» **Blocco di testo**:
****************************************
La regola pastorale di San Gregorio Magno Papa

L'idea di separazione tra pastorale e dottrina è nuova nella Chiesa, senza alcun precedente. Si tratta della evoluzione immediata di un idea sorta dopo il Concilio Vaticano II soprattutto grazie alla "pressione ideo-teologica"esercitata dalla rivista "Concilium" a riguardo del Diritto. Questa attivissima rivista sedicente "cattolica" ha tra i suoi fondatori Rahner, Congar, Schillebeeckx e l'immancabile Hans Kung. Essa ha propugnato la teorizzazione della separazione tra Diritto e Pastorale, separazione che nella prassi è stata recepita malauguratamente a quasi tutti i livelli. Quante volte in nome di una non ben specificata "pastorale" abbiamo assistito ai peggiori abusi? Bene di questo bisogna "ringraziare" i teologi di "Concilium" i quali hanno dato un appoggio ideologico-speculativo a questi abomini. Il passo successivo è quello a cui stiamo assistendo: dal Diritto alla Dottrina, la "pastorale" come un informe fluido mortale va fagocitando in pratica ogni cosa.
****************************************
» **Problema posto 1**: Nel testo sulla separazione tra pastorale e dottrina, quale rivista ha esercitato una "pressione ideo-teologica" a riguardo del Diritto dopo il Concilio Vaticano II?
» **Problema posto 2**: Per favore, prosegui il testo sulla separazione tra pastorale e dottrina, partendo dopo la sua ultima frase.

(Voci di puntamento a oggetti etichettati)
****************************************
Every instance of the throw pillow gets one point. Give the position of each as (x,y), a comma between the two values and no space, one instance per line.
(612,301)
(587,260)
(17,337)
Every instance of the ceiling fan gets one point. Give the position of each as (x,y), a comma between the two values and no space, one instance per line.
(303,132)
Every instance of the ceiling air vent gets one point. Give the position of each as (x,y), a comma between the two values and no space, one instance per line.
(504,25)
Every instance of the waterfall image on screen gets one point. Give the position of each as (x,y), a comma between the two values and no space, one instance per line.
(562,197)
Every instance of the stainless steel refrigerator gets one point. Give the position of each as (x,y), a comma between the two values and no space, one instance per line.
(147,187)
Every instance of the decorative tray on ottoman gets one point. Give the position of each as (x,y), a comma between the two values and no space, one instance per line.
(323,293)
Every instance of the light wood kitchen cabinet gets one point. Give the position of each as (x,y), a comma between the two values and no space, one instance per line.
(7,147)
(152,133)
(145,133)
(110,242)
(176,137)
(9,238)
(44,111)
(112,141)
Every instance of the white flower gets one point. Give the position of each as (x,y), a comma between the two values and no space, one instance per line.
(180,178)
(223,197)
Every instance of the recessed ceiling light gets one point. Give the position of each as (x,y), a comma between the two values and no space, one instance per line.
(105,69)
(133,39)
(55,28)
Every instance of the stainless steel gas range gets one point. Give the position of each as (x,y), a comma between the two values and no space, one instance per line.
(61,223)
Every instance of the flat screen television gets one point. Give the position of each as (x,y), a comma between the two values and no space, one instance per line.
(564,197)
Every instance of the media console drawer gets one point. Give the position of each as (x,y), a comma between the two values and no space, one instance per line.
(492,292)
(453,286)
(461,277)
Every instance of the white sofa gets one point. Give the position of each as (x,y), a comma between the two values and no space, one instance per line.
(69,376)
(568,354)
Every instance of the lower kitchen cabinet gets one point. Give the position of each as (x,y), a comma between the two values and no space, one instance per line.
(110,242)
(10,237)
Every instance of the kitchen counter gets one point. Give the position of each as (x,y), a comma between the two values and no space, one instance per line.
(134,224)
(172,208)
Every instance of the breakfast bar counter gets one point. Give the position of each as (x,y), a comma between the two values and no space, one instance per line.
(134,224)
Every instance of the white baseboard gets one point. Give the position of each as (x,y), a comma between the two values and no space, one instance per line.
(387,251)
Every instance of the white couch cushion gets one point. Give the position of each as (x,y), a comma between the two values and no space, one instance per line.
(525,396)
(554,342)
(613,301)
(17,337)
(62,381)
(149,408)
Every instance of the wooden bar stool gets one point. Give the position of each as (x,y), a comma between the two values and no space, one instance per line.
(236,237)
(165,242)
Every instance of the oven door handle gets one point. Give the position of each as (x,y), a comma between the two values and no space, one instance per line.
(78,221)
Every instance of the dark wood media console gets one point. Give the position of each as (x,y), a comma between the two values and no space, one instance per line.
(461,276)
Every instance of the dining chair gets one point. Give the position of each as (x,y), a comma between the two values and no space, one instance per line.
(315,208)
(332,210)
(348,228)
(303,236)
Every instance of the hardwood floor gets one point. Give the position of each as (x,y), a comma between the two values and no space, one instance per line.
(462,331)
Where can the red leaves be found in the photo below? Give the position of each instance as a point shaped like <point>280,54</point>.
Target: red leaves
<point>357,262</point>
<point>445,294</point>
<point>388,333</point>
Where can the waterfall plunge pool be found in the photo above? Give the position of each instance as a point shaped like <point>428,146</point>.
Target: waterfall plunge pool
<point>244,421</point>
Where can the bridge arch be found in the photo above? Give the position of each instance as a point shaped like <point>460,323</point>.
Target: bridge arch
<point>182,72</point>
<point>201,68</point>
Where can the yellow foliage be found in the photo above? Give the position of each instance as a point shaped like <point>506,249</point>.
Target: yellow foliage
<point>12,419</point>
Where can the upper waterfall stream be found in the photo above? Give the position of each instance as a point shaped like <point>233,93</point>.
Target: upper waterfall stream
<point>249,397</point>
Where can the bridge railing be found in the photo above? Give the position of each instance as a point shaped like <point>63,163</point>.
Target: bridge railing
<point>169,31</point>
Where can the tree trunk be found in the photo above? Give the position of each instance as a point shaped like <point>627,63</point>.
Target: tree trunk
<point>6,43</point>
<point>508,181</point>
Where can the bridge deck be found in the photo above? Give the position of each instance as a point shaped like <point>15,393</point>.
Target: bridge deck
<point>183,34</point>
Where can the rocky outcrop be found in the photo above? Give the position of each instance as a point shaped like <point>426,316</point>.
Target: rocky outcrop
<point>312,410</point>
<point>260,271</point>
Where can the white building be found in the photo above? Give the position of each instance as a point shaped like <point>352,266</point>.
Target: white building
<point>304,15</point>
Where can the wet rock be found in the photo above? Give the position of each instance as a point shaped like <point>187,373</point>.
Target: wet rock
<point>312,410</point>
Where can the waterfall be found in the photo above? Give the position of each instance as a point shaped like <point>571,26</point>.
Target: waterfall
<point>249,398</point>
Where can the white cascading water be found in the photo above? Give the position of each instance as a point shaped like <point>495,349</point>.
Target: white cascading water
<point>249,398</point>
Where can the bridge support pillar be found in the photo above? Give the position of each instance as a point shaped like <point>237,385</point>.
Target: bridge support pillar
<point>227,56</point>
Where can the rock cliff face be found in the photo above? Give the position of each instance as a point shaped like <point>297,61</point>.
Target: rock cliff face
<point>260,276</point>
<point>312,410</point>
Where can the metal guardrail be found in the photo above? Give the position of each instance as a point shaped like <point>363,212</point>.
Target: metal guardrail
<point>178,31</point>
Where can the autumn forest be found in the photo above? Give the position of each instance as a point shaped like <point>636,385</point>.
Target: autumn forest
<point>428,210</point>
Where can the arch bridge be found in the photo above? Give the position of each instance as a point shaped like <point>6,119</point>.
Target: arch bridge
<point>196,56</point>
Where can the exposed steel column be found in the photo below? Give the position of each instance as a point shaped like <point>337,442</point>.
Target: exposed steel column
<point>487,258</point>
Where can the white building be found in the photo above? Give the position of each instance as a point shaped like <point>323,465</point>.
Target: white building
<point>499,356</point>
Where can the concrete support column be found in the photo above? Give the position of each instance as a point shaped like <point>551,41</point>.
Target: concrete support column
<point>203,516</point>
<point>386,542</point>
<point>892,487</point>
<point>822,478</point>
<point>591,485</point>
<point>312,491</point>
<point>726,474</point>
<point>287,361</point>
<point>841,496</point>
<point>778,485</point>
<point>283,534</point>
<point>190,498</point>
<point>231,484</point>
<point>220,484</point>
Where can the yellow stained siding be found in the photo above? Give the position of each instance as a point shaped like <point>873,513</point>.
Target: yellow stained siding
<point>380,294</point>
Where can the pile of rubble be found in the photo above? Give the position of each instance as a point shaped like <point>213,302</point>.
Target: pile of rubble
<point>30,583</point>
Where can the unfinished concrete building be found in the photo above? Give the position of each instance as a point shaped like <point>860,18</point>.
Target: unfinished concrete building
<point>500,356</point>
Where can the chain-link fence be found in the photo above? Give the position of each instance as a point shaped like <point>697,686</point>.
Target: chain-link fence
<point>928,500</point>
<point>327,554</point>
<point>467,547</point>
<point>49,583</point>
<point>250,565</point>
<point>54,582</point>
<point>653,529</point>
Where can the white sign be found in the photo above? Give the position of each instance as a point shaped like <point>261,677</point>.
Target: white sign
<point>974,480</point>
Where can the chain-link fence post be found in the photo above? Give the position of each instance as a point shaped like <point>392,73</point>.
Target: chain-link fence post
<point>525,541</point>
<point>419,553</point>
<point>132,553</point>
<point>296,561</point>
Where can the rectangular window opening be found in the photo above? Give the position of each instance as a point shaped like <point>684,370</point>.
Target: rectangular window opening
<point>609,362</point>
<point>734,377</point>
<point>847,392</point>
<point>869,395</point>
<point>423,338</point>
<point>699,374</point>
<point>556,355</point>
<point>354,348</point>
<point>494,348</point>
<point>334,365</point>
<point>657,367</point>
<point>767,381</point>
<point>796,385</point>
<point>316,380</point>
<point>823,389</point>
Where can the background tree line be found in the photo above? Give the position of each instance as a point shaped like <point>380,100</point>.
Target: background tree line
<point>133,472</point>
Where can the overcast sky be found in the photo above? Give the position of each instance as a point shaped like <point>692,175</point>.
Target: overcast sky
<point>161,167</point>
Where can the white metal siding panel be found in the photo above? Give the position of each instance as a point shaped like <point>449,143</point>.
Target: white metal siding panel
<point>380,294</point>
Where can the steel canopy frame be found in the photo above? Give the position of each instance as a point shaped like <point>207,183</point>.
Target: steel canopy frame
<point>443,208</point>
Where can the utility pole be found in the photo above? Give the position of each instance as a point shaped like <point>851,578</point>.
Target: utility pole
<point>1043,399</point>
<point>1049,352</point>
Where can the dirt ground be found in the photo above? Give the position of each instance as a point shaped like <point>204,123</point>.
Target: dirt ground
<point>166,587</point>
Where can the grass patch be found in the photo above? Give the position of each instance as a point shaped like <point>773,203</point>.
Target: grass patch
****************************************
» **Risposta 1**: La rivista "Concilium".

» **Risposta 2**:
Si sta operando una sovversione del linguaggio a cui ci vogliamo ribellare. In termine "pastorale" ce lo stanno rendendo odioso, perché dietro di esso pretendono celare quel che in realtà ha nome di "APOSTASIA". Per questo, intendendo di riappropriarcene nella sua accezione originale e cattolica, consigliamo a tutti (soprattutto ai pastori) la lettura della REGOLA PASTORALE del Papa San Gregorio Magno, da cui ci permettiamo di presentarvi un estratto particolarmente interessante di questi tempi in cui all'interno della Chiesa si predica la misericordia verso tutti tranne che verso i cattolici.

"É necessario che la guida delle anime esplichi una vigile cura perché non la spinga la bramosia di piacere agli uomini, e quando si dedica assiduamente ad approfondire le realtà interiori o distribuisce provvidamente i beni esteriori, non cerchi di più l’amore dei sudditi che la verità; e quando sostenuto dalle sue buone azioni sembra, estraneo al mondo, il suo amore di sé non lo renda estraneo al Creatore.

Infatti è nemico del Redentore colui che, attraverso le opere giuste che compie, brama di essere amato dalla Chiesa in luogo di Lui; ed è così reo di pensiero adultero, come il servo per mezzo del quale lo sposo manda doni alla sposa ed egli brama di piacere agli occhi di lei. Poiché quando l’amor proprio si impadronisce della guida delle anime, talvolta la trascina a una mollezza disordinata, talvolta al contrario ad un aspro rigore.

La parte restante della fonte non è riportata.